-- Begin --

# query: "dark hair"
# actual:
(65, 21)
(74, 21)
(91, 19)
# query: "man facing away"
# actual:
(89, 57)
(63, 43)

-- End --

Aim of the exercise: Please rewrite the records above with every "query" changed to "prompt" and everything else left unchanged.

Task response:
# prompt: "dark hair"
# actual:
(65, 21)
(74, 21)
(91, 19)
# prompt: "man facing away"
# actual:
(89, 57)
(63, 43)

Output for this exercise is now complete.